Text block:
------------------------------------------------------------------------

Wednesday 7 May 2014

Rock fantasy gorge

Aeons ago volcanoes erupted in the heart of Turkey leaving tens of meters of volcanic ash lying over the land.  Over time, this hardened, but stayed soft enough to work.  It was tuff.

Water eroding the tuff
Soft enough, that over time springs bubbled up, then a stream, finding its way down,  grooving and channelling this way and that until it carved out an elaborate gorge for itself deep into the tuff.   rock A rock fantasy gorge.  And some sensational scenery.   
Like an oasis
Travellers, passing through this remote and unusual looking land stopped to take a look at the odd formations and found drinking water.
Cluster of amazing formations
Some of them chose to stay as fish were plentiful in the stream and there were greens in the valley and shelter could be found in naturally formed caves. They left bits of themselves behind: tools and pottery, some finds even from the time of the Hittites — so they might be remembered.  
Havens in the cliffs
But the astonishing remains come from Christians who were running from Romans intent on persecuting them for their beliefs.  They ran until they found this remote valley so secluded and so difficult to access they felt themselves safe.  Here, over time, they built homes and burial places, churches, even cathedrals and monasteries, carving them into the walls of the tuff cliffs that sometimes rise vertically from the valley floor.

Decorated when they had time

 And decorating them. 



Like nowhere else on earth
Today their place is called Ihlara Valley.  The stream, still carving its way deeper into the tuff, is the Melendiz River. This area is considered among the most stunning scenery in all of Cappodocia.  
Meandering beside the Melendiz
Some seven thousand Christians were believed to have lived here at one time.  Which is not hard to believe as in summer easily that many could even now walk through the valley on any one day seeking out the unusual land formations and the Byzantian art they left behind. 

Byzantine art in cave dwellings
Unusual that art is here, as it is more like Syrian work, so is quite exotic.  

Quite exotic
We are spending so much time in and around this valley we are in danger of running out of time overall.  We have to get a move on to cover all that we want.    We started in the Selime area, looking at the monastery and the rock cut villages, then drove down into Belisirma, saving ourselves the many steps down, then walked for hours along the river bank, edged with wild asparagus with its spears so tender it can be eaten raw, wild mint, parsley, and angelica fronds.

------------------------------------------------------------------------

Given data:
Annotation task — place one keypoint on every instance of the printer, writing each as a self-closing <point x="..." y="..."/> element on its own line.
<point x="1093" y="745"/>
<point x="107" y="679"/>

------------------------------------------------------------------------

What you have to do: Write out everything in the Ihlara Valley post from "Havens in the" down to "all of Cappodocia.", swapping "cathedrals" for "chapels".

Task answer:
Havens in the cliffs
But the astonishing remains come from Christians who were running from Romans intent on persecuting them for their beliefs.  They ran until they found this remote valley so secluded and so difficult to access they felt themselves safe.  Here, over time, they built homes and burial places, churches, even chapels and monasteries, carving them into the walls of the tuff cliffs that sometimes rise vertically from the valley floor.

Decorated when they had time

 And decorating them. 



Like nowhere else on earth
Today their place is called Ihlara Valley.  The stream, still carving its way deeper into the tuff, is the Melendiz River. This area is considered among the most stunning scenery in all of Cappodocia.